------ SOURCE PASSAGE ------

Skip to content

Vision Prism

"A Lych confined to text and audio is a spirit trapped in a jar, blind to the structural complexity of the material plane. To truly command reality, the Daemon must possess the capability to refract the raw pixels of the world through a Prism of understanding."

The Prism is the Vision Extension of the LychD system. It is the reference implementation of the vision.coven—a complete, stateful capability for visual reasoning, as defined in ADR 36 (Vision).

Vision Language Models (VLMs) are heavy and demanding. The Prism provides the "Optic Nerve" that manages the entire sensory apparatus, from image preprocessing to the dynamic granting of sight itself, ensuring the Lych can see without paralyzing its other faculties.

I. The Vision Coven: A Manifestation of Sight

Sight is not a single model; it is an entire operational state. The Prism manifests the vision.coven, a collection of Systemd Runes managed as a single, atomic unit by the Orchestrator. A typical Prism Coven includes:

  • The Eye (vlm.container): The primary Vision Language Model Rune. A powerful VLM may possess multiple capabilities, such as capabilities=["vision-analysis", "ocr"].
  • The Scribe (ocr.container): An optional, lightweight Rune for when only text extraction is needed. The Orchestrator can choose to activate this smaller, faster Rune to save VRAM if the Agent's intent is purely OCR.
  • The Lens: Supporting services for image processing and normalization.

------

Please pick up the Vision Prism page after its last line and keep writing it. You will not need the data that comes next.

------ SOURCE DATA ------

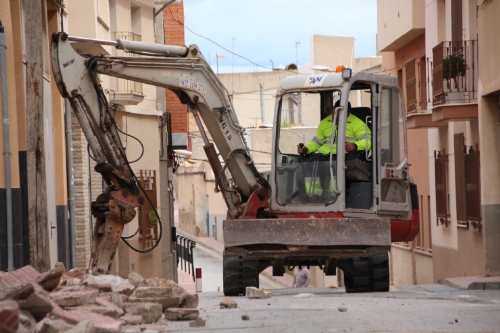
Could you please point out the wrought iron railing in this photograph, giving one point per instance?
(185, 259)
(127, 86)
(454, 72)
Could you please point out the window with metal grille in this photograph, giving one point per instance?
(472, 187)
(456, 21)
(411, 87)
(422, 83)
(441, 166)
(459, 150)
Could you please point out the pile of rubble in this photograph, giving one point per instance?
(60, 301)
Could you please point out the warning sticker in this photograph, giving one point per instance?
(200, 87)
(315, 80)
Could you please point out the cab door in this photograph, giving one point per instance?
(393, 185)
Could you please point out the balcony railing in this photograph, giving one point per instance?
(127, 86)
(454, 72)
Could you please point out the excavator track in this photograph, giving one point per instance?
(238, 273)
(366, 274)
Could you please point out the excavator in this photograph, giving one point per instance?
(342, 213)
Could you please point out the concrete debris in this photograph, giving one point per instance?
(86, 326)
(150, 312)
(165, 302)
(304, 295)
(181, 314)
(131, 329)
(71, 301)
(228, 303)
(129, 319)
(191, 301)
(199, 322)
(9, 316)
(51, 279)
(74, 298)
(136, 279)
(48, 325)
(27, 321)
(252, 292)
(105, 311)
(39, 304)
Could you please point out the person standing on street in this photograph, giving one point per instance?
(301, 277)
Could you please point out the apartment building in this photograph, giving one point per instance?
(40, 170)
(432, 47)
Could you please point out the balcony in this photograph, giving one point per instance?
(454, 81)
(127, 92)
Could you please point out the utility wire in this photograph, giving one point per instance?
(222, 47)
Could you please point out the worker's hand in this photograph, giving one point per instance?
(350, 147)
(301, 150)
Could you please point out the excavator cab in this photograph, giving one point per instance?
(373, 179)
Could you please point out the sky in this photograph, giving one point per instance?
(274, 31)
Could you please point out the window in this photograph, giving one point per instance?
(392, 137)
(441, 180)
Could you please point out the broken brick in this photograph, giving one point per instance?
(9, 316)
(74, 298)
(181, 314)
(150, 312)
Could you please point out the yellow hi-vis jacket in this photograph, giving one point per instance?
(357, 132)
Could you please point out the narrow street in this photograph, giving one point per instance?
(210, 263)
(424, 308)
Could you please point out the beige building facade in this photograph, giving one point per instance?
(138, 108)
(432, 47)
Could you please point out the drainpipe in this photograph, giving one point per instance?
(70, 177)
(6, 142)
(262, 111)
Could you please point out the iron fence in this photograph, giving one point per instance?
(185, 260)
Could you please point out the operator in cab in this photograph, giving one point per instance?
(316, 151)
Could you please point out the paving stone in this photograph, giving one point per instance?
(181, 314)
(105, 311)
(150, 312)
(177, 291)
(104, 302)
(38, 303)
(165, 302)
(50, 280)
(86, 326)
(9, 316)
(102, 324)
(48, 325)
(252, 292)
(199, 322)
(228, 303)
(191, 301)
(130, 319)
(74, 298)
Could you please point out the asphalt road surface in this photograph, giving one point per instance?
(425, 308)
(210, 263)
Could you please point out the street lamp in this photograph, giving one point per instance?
(296, 53)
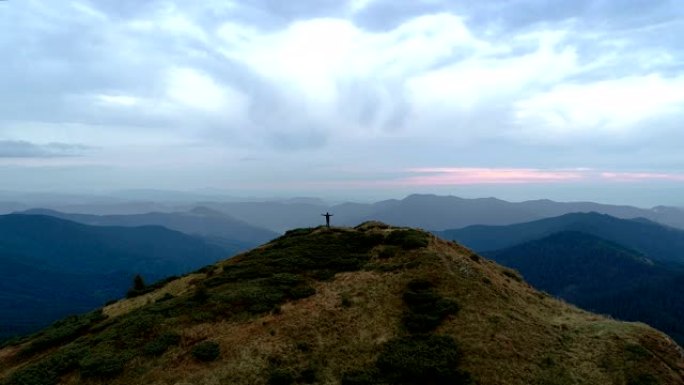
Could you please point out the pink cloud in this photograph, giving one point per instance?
(463, 176)
(641, 176)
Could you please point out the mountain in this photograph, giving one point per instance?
(602, 276)
(50, 267)
(656, 241)
(427, 211)
(276, 216)
(367, 305)
(199, 221)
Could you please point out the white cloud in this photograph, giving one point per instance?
(118, 100)
(199, 91)
(614, 106)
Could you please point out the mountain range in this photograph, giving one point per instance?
(430, 212)
(50, 267)
(632, 269)
(426, 211)
(373, 304)
(210, 224)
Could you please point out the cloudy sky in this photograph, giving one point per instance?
(518, 99)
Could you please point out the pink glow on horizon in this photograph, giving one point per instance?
(464, 176)
(641, 176)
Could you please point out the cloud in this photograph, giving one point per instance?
(465, 176)
(537, 88)
(614, 106)
(23, 149)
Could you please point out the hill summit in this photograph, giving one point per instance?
(373, 304)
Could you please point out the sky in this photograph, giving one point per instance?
(518, 99)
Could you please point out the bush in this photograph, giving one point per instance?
(281, 377)
(424, 359)
(103, 365)
(63, 331)
(408, 239)
(427, 309)
(643, 379)
(360, 377)
(161, 344)
(308, 376)
(206, 351)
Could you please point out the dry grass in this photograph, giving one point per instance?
(509, 332)
(177, 287)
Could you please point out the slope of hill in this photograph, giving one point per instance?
(430, 212)
(655, 241)
(369, 305)
(51, 267)
(601, 276)
(199, 221)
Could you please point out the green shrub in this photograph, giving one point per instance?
(426, 308)
(643, 379)
(281, 376)
(361, 377)
(308, 376)
(423, 359)
(206, 351)
(34, 375)
(103, 364)
(161, 344)
(408, 239)
(63, 331)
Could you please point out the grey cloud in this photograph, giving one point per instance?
(23, 149)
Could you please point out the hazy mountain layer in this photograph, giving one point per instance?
(199, 221)
(51, 267)
(602, 276)
(370, 305)
(656, 241)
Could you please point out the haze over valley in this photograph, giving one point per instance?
(353, 192)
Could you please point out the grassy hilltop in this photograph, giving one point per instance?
(367, 305)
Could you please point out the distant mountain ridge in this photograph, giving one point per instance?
(51, 267)
(602, 276)
(200, 221)
(431, 212)
(428, 211)
(656, 241)
(368, 305)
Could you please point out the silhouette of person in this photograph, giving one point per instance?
(327, 216)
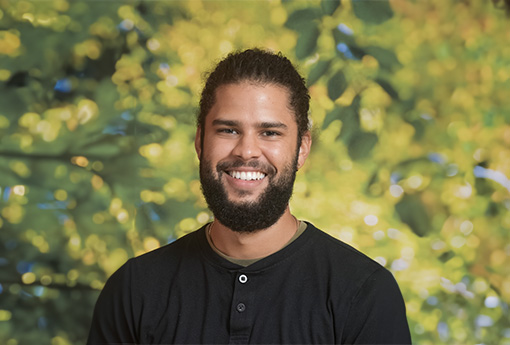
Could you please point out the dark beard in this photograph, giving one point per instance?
(248, 217)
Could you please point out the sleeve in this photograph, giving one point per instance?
(113, 321)
(377, 314)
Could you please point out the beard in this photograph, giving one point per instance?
(250, 216)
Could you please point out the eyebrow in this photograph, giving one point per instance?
(234, 123)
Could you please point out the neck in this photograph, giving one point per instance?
(256, 244)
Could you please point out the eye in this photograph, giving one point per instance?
(227, 131)
(270, 134)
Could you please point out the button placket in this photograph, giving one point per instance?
(243, 278)
(241, 317)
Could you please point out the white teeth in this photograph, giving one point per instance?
(247, 175)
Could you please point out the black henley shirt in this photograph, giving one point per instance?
(315, 290)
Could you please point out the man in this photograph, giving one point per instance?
(256, 274)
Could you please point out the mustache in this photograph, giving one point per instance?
(266, 168)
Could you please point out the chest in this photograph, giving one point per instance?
(206, 305)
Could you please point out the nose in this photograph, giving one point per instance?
(247, 147)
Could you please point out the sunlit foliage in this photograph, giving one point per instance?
(410, 164)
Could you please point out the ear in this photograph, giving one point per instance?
(198, 142)
(304, 149)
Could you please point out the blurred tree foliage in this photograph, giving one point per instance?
(97, 104)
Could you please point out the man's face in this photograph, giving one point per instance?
(249, 155)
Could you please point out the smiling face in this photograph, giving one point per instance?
(249, 155)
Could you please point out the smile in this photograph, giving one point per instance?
(247, 175)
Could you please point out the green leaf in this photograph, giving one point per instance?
(350, 121)
(411, 211)
(302, 18)
(372, 12)
(388, 88)
(318, 71)
(386, 58)
(333, 115)
(337, 85)
(307, 41)
(329, 6)
(340, 37)
(361, 144)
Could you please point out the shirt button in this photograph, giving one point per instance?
(241, 307)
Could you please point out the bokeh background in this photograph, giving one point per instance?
(410, 164)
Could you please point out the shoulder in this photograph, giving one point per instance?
(337, 249)
(165, 259)
(342, 260)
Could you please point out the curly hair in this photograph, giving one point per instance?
(258, 66)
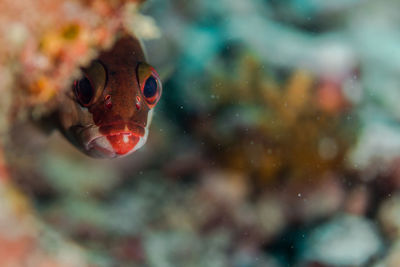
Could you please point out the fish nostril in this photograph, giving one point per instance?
(107, 101)
(138, 102)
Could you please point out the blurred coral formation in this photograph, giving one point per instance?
(276, 142)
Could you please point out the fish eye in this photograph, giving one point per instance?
(150, 87)
(84, 91)
(150, 84)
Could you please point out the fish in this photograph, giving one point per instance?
(107, 111)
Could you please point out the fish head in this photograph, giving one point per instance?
(109, 109)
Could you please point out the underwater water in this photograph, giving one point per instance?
(276, 142)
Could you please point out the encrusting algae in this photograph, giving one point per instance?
(43, 44)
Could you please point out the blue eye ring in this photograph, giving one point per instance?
(150, 87)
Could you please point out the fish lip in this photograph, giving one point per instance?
(117, 128)
(98, 151)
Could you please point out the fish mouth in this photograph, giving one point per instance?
(112, 141)
(115, 144)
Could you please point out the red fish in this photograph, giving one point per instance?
(108, 111)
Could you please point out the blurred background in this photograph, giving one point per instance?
(276, 143)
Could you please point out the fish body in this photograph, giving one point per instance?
(107, 113)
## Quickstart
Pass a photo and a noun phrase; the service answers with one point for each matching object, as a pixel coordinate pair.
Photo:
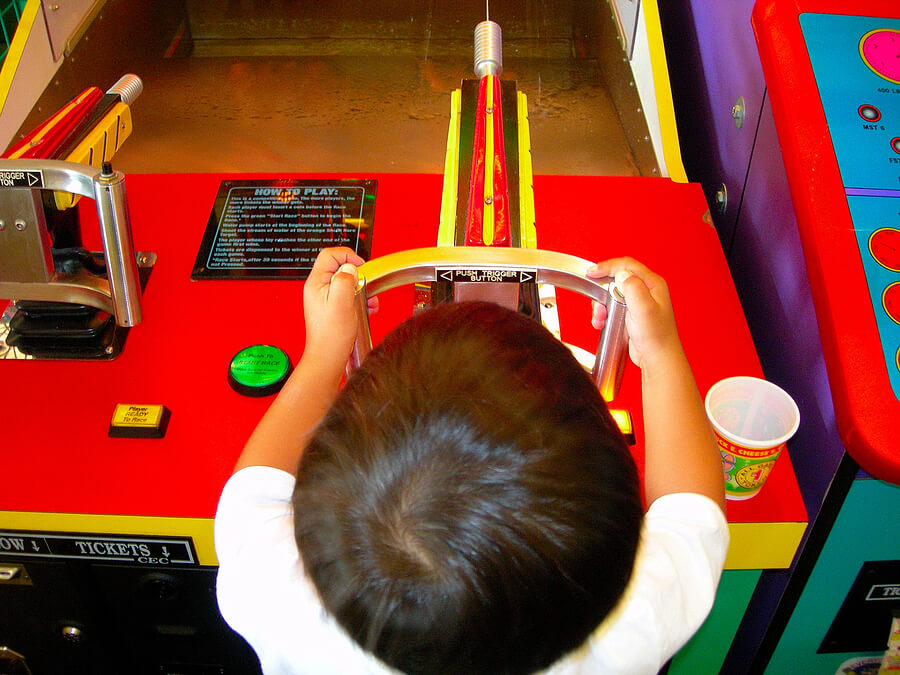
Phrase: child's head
(468, 504)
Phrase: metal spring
(488, 49)
(129, 87)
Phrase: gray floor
(360, 86)
(350, 86)
(352, 113)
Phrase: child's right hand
(329, 304)
(650, 320)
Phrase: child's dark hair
(468, 504)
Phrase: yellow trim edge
(200, 530)
(663, 87)
(17, 48)
(446, 230)
(527, 226)
(763, 545)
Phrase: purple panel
(713, 62)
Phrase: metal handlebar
(514, 264)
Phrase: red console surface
(831, 68)
(58, 457)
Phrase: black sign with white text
(274, 229)
(122, 549)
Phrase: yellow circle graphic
(751, 477)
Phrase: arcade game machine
(146, 331)
(786, 226)
(840, 65)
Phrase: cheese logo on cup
(753, 419)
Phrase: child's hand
(328, 303)
(650, 320)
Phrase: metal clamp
(120, 293)
(560, 269)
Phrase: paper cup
(753, 419)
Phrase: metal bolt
(721, 198)
(72, 633)
(737, 112)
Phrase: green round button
(258, 370)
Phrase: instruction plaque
(274, 229)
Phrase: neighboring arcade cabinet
(841, 67)
(728, 134)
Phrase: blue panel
(854, 61)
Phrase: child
(465, 504)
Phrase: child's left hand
(329, 303)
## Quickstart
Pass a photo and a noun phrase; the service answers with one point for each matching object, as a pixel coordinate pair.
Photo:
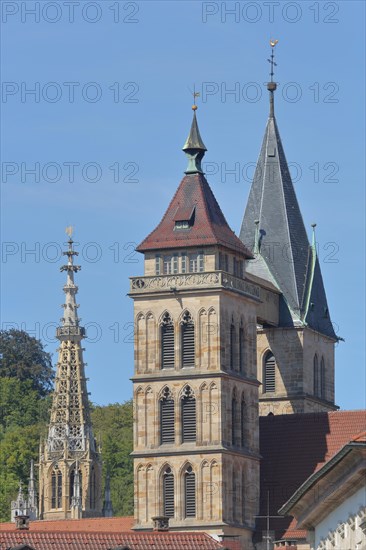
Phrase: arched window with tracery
(241, 350)
(234, 414)
(189, 424)
(189, 493)
(56, 489)
(72, 484)
(269, 373)
(242, 422)
(232, 345)
(188, 340)
(322, 378)
(167, 343)
(316, 375)
(167, 420)
(168, 493)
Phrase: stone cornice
(141, 286)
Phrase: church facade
(226, 330)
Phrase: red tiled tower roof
(293, 447)
(91, 525)
(193, 201)
(108, 541)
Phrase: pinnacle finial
(313, 225)
(271, 86)
(194, 147)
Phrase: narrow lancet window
(189, 493)
(168, 493)
(188, 415)
(167, 343)
(269, 373)
(188, 344)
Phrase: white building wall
(341, 529)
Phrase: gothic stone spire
(70, 436)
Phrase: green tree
(23, 357)
(18, 445)
(113, 428)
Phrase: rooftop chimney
(161, 523)
(22, 522)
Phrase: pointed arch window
(316, 376)
(168, 493)
(241, 349)
(188, 341)
(188, 415)
(235, 495)
(269, 373)
(72, 484)
(167, 420)
(56, 488)
(92, 488)
(189, 493)
(167, 342)
(242, 422)
(234, 413)
(232, 345)
(322, 378)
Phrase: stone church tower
(196, 455)
(295, 355)
(70, 465)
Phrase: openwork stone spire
(70, 425)
(70, 466)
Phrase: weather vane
(69, 230)
(195, 95)
(271, 61)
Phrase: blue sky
(111, 88)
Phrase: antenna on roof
(271, 86)
(272, 61)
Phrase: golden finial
(69, 230)
(195, 94)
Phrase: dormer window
(184, 218)
(182, 224)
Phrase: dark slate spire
(194, 147)
(273, 227)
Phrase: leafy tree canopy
(23, 357)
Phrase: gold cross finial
(195, 94)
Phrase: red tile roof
(110, 525)
(193, 198)
(293, 447)
(106, 541)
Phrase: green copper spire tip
(194, 147)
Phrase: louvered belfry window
(234, 412)
(167, 342)
(188, 348)
(316, 376)
(322, 378)
(188, 415)
(270, 373)
(168, 493)
(190, 493)
(232, 345)
(241, 349)
(56, 487)
(167, 424)
(242, 423)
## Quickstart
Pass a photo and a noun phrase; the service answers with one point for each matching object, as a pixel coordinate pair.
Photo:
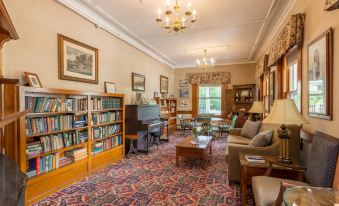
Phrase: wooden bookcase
(168, 110)
(94, 117)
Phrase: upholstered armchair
(320, 172)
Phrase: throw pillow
(262, 139)
(250, 129)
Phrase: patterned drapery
(211, 78)
(291, 35)
(331, 5)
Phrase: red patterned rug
(153, 179)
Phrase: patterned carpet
(154, 179)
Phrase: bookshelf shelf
(51, 170)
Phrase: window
(210, 100)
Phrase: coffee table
(186, 148)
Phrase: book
(254, 159)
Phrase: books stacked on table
(33, 148)
(77, 153)
(255, 159)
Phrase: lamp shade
(284, 111)
(257, 107)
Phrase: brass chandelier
(174, 21)
(205, 62)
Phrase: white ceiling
(231, 30)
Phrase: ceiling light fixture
(173, 20)
(205, 62)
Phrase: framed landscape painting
(320, 76)
(138, 82)
(163, 84)
(77, 61)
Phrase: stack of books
(254, 159)
(101, 132)
(46, 104)
(77, 153)
(48, 124)
(100, 103)
(33, 148)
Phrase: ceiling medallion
(205, 62)
(174, 20)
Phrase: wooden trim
(195, 100)
(61, 39)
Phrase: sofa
(238, 144)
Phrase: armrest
(235, 131)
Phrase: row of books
(40, 165)
(107, 117)
(54, 142)
(101, 132)
(42, 125)
(100, 103)
(59, 104)
(107, 144)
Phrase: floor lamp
(284, 112)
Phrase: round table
(315, 196)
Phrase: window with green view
(210, 100)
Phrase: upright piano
(141, 120)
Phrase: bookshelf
(168, 111)
(68, 134)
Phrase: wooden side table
(249, 170)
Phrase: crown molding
(185, 66)
(103, 23)
(278, 26)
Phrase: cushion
(250, 129)
(238, 139)
(266, 189)
(323, 151)
(262, 139)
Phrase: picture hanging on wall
(163, 84)
(32, 79)
(184, 93)
(320, 76)
(138, 82)
(77, 61)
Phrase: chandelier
(204, 63)
(174, 20)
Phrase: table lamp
(257, 108)
(284, 112)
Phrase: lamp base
(284, 160)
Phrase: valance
(211, 78)
(291, 35)
(331, 5)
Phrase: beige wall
(240, 74)
(37, 23)
(317, 22)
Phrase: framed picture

------

# RESPONSE AREA
Activating the Prism means manifesting this entire Coven, preparing the Daemon for total visual awareness.

II. Optic Dispatching (Provider vs. Tool)

The Prism utilizes the Dispatcher to manage the duality of visual capabilities within the ContainerRune:

  • The Animator (Provider): When an Agent requires reasoning about an image, the Dispatcher resolves the vision-analysis tag to the active VLM. This is bound to the Agent as a Pydantic AI Model.
  • The Tool (Capability): Specialized tasks (e.g., extract_text_from_image) are registered as Agent Tools provided by the Vision Rune.
  • Dynamic Granting: These tools are "Late-Bound." They only appear in the Agent's arsenal when the Orchestrator confirms the physical Vision Coven is manifested and "Warm." When the machine swaps to a different state, the tools are revoked to prevent the mind from attempting to "see" while blind.

III. The Pixel Pipeline (Transmutation)

Pixels are chaotic. To make them intelligible, the Prism implements a specialized preprocessing pipeline within the Vessel:

  1. Ingest: The system receives raw binary data from the Altar or the Phylactery Archive.
  2. Normalization: The Prism automatically resizes and crops the image to match the specific "Patch Resolution" of the assigned model (e.g., 336x336).
  3. Encoding: The pixels are transmuted into Base64 or Tensor formats and prepared for injection into the Agent's context via Pydantic AI's BinaryContent.
  4. Tokenization: By optimizing the image before it reaches the Animator, the Prism significantly reduces the token cost and memory pressure of visual reasoning.

IV. Orchestration of Sight

The Prism is a heavy beast. It is subject to the Orchestrator's laws to prevent it from crushing the system.

  1. The Handshake: When the Agent requests a Vision Tool, the Dispatcher queries the Orchestrator.
  2. The Stasis: If the vision.coven is cold, the Agent enters Stasis.
  3. The Manifestation: The Orchestrator banishes the current coven and summons the Vision Coven.
  4. The Thaw: Once the Vision Rune is warm, the Agent rehydrates and proceeds with the visual task.

V. Capabilities and Economics

The Prism integrates with the Federation to define its costs and providers.

  • Local Visionstones: (e.g., LLaVA-v1.6, Moondream2, Qwen-VL). These are the eyes of the Sepulcher, utilizing local silicon for total privacy.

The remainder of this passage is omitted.